(EXCERPT TO READ Opens)
Preprint Hypothesis Version 2 Preserved in Portico This version is not peer-reviewed

The Glial Aging & Senescence Hypothesis of Late-onset Alzheimer’s

Version 1 : Received: 23 September 2021 / Approved: 24 September 2021 / Online: 24 September 2021 (14:08:13 CEST)
Version 2 : Received: 4 March 2022 / Approved: 7 March 2022 / Online: 7 March 2022 (14:22:25 CET)

How to cite: Lau, V.; Ramer, L.; Tremblay, M. The Glial Aging & Senescence Hypothesis of Late-onset Alzheimer’s. Preprints 2021, 2021090437. https://doi.org/10.20944/preprints202109.0437.v2 Lau, V.; Ramer, L.; Tremblay, M. The Glial Aging & Senescence Hypothesis of Late-onset Alzheimer’s. Preprints 2021, 2021090437. https://doi.org/10.20944/preprints202109.0437.v2

Abstract

Alzheimer’s disease (AD) predominantly occurs as a late-onset form (LOAD), involving neurodegeneration and cognitive decline with progressive memory loss. Over time, risk factors and aging promote accumulation of well-known AD pathologies in oxidative stress, amyloid-beta and tau protein pathology, as well as inflammation. Homeostatic glial functions regulate and suppress these AD pathologies; however, other glial states involve increased pro-inflammatory cytokine release and further pathology accumulation. Different stresses can additionally induce cellular senescence, or an irreversible differentiation process resulting in decreased supportive functions and increased, pro-inflammatory cytokine release. While these pathophysiological underpinnings all contribute to LOAD, they require temporal and mechanistic integration. This perspective hypothesizes that when individuals have threshold senescent glia accumulation, they transition from healthy cognition into mild cognitive impairment and LOAD diagnosis. Particularly, senescent microglia are predicted to represent a final threshold required for the tau pathology burden and spreading that corresponds to sustained neurodegeneration and dementia severity. We first explore age-related decline in glia that promote increases in AD pathologies, and then discuss emerging evidence linking oxidative stress, neurons containing tau pathology, and amyloid-beta to microglia, oligodendrocyte progenitor cell, and astrocyte senescence. Our hypothesis proposes that senescent astrocytes and oligodendrocyte progenitors pressure microglia to phagocytose neurons containing tau pathology. The resulting senescent microglia would form neuritic plaques and induce paracrine senescence transitioning into a progressive clinical dementia presentation. This predictive hypothesis can potentially account for why medications used to treat LOAD fail, as previous treatments have not reduced senescent glial burden. It is also coherent with the predominant hypotheses surrounding LOAD, generates testable hypotheses about LOAD, and increases rationale in testing senolytics as targeted treatments for LOAD arrest and reversal.
(EXCERPT TO READ Closes)
(DATASET EXTRACT Opens)
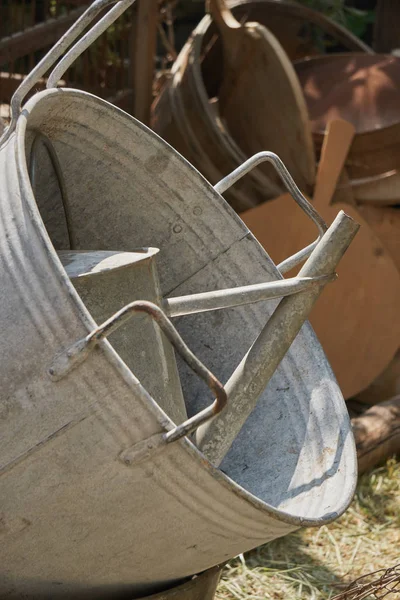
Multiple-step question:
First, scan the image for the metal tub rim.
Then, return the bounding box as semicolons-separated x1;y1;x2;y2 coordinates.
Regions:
10;88;357;527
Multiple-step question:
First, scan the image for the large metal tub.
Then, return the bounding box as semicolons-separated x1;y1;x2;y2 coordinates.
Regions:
0;85;356;599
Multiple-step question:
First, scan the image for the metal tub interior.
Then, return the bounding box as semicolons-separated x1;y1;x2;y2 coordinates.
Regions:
0;90;356;599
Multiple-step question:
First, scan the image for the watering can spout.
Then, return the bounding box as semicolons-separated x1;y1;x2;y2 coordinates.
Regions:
196;211;359;465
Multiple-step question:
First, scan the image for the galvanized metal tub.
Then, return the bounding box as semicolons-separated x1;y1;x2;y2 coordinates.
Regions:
0;90;356;598
152;0;372;212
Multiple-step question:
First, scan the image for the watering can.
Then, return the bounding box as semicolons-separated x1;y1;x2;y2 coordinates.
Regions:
0;0;357;599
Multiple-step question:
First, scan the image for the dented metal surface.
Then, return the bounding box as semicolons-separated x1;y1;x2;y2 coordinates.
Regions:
0;3;356;600
0;85;356;598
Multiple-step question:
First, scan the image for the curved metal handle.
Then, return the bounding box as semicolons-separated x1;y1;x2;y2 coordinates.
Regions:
214;152;328;273
0;0;135;146
46;0;136;88
49;300;227;444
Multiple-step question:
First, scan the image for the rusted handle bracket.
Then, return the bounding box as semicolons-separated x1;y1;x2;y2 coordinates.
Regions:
49;300;227;454
214;152;328;273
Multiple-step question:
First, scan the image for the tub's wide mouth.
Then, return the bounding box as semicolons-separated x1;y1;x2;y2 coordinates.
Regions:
16;89;357;527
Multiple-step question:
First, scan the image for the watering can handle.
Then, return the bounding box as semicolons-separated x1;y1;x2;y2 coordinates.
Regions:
0;0;135;146
214;152;327;273
49;300;227;446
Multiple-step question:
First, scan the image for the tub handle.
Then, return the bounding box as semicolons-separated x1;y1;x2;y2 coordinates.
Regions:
214;152;328;274
49;300;227;452
0;0;135;146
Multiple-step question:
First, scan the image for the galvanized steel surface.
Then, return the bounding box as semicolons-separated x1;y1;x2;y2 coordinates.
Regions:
0;90;356;598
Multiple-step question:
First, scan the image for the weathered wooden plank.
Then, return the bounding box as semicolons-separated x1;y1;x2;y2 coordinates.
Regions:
133;0;158;125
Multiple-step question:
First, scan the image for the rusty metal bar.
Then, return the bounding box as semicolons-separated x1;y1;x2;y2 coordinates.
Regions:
196;211;359;465
0;0;128;145
0;7;85;66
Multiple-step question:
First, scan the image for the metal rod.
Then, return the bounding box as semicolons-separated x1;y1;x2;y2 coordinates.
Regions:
196;211;359;465
163;274;336;317
49;300;227;446
0;0;129;146
46;0;135;88
214;152;327;273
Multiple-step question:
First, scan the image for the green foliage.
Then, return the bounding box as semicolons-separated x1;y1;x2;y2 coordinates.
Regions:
300;0;375;38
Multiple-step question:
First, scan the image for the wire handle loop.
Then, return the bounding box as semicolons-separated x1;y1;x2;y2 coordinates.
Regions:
214;151;328;274
49;300;227;443
0;0;135;146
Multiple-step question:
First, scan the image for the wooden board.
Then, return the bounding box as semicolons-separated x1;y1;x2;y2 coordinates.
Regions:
351;396;400;474
358;205;400;272
209;0;315;189
241;120;400;398
294;54;400;180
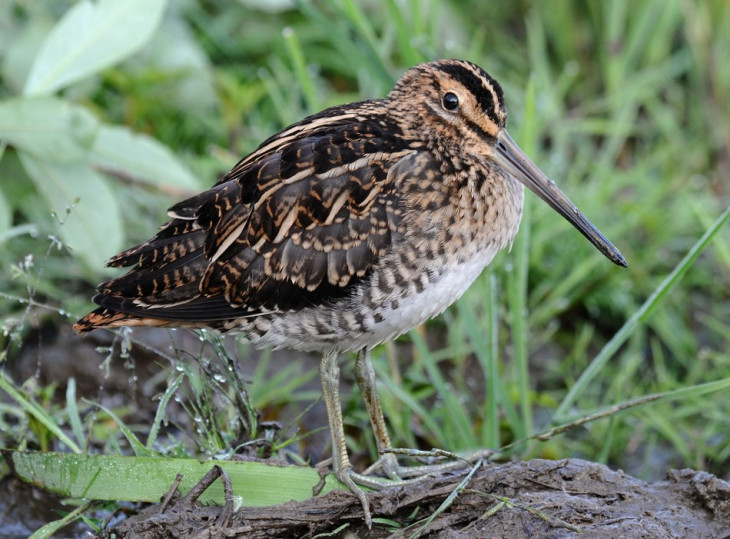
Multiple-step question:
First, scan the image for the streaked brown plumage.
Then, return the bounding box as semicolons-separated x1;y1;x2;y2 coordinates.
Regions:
75;60;626;522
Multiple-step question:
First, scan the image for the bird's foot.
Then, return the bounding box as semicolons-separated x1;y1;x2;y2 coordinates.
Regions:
362;448;496;485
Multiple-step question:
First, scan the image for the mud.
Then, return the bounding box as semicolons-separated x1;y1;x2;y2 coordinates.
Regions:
104;459;730;539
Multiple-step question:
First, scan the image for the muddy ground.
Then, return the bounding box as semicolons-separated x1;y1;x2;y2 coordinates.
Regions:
0;324;730;538
105;459;730;539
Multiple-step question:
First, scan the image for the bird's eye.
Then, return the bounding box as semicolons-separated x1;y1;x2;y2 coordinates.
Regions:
443;92;459;110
(DATASET EXTRACT Closes)
__PROBLEM SET__
A. In the Alzheimer's hypothesis text, which senescent glia are predicted to be the final threshold for tau pathology burden and spreading?
B. Carry on writing the Alzheimer's hypothesis text, starting after its last sentence.

__ANSWERS BY TASK__
A. Senescent microglia.

B.
Keywords

Alzheimer's; Cellular senescence; Neurodegeneration; Microglia; Astrocytes; Oligodendrocyte Progenitor Cells; TREM2; Braak staging; Oxidative stress; Phapoptosis; Amyloid-beta; Tau; Neuritic plaques

Subject

Biology and Life Sciences, Aging

Comments (1)

Comment 1
Received: 7 March 2022
Commenter: Victor Lau
Commenter's Conflict of Interests: Author
Comment: Updated version after first round of peer review. Blue text reflects new changes.